** Set tasks **
1: Answer these questions using the catalog entry below:
(a) What print date does the catalog entry give for the photograph?
(b) In what month and year did Yamawaki and his wife leave Japan to enroll at the Bauhaus?
(c) Under whose tutelage were Yamawaki's photography skills honed at the Bauhaus?
2: Print, without any changes, the passage of the catalog entry below that begins at the words "Front / Recto" and stops after "(22.9 × 17.3 cm)".
start Provided text
Front / Recto

  • Title Articulated Mannequin
  • Negative Date 1931
  • Print Date 1931–35
  • Medium Gelatin silver print
  • Dimensions Image 9 × 6 13/16" (22.9 × 17.3 cm)
  • Place Taken Dessau
  • Credit Line Thomas Walther Collection. Gift of Thomas Walther
  • MoMA Accession Number 1913.2001
  • Copyright © 2015 Makoto Yamawaki
  • Description

    In May 1930, Iwao Yamawaki (born Iwao Fujita) and his wife, Michiko, left Japan to enroll at the Bauhaus, two of only three Japanese nationals who attended the school in Dessau. While personally enriching, Yamawaki’s tenure at the Bauhaus was marred by unrest (he witnessed the forced resignation of director Hannes Meyer) and an unstable political climate. Trained in architecture at the Tokyo School of Arts but disenchanted with architectural practice in his native country, Yamawaki applied to study architecture and interior design, but once in Germany he turned to photography. Despite his avid interest in the medium, he lamented in a 1931 letter that it was not his “specialty.”[1] Yamawaki had begun making snapshots in Japan in 1926 with a small-format camera, but his photography skills were honed considerably under the tutelage of Walter Peterhans at the Bauhaus. Focusing on the relationship between photography and three-dimensional space, Yamawaki produced images of architecture (an untitled picture of the Dessau Bauhaus building [MoMA 1914.2001], Dessau [MoMA 1915.2001], and Lunch (12–2 p.m.) [MoMA 1916.2001], all in 1931), figures (Portrait of a Man Smoking [1917.2001]), furniture, and objects, such as Articulated Mannequin. In addition, he produced a number of Dada-inspired photomontages.
end Provided text
start Record extracts
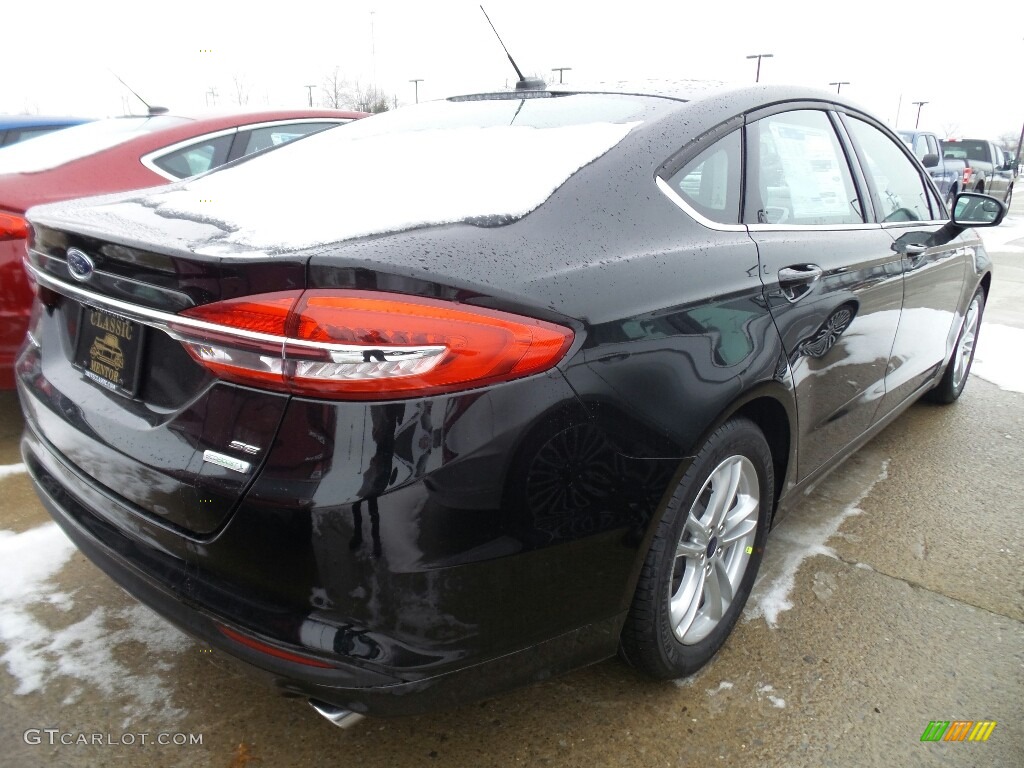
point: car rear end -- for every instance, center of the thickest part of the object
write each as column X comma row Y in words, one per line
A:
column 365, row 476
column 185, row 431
end Record extracts
** Full answers **
1:
(a) 1931–35
(b) May 1930
(c) Walter Peterhans

2:
Front / Recto

  • Title Articulated Mannequin
  • Negative Date 1931
  • Print Date 1931–35
  • Medium Gelatin silver print
  • Dimensions Image 9 × 6 13/16" (22.9 × 17.3 cm)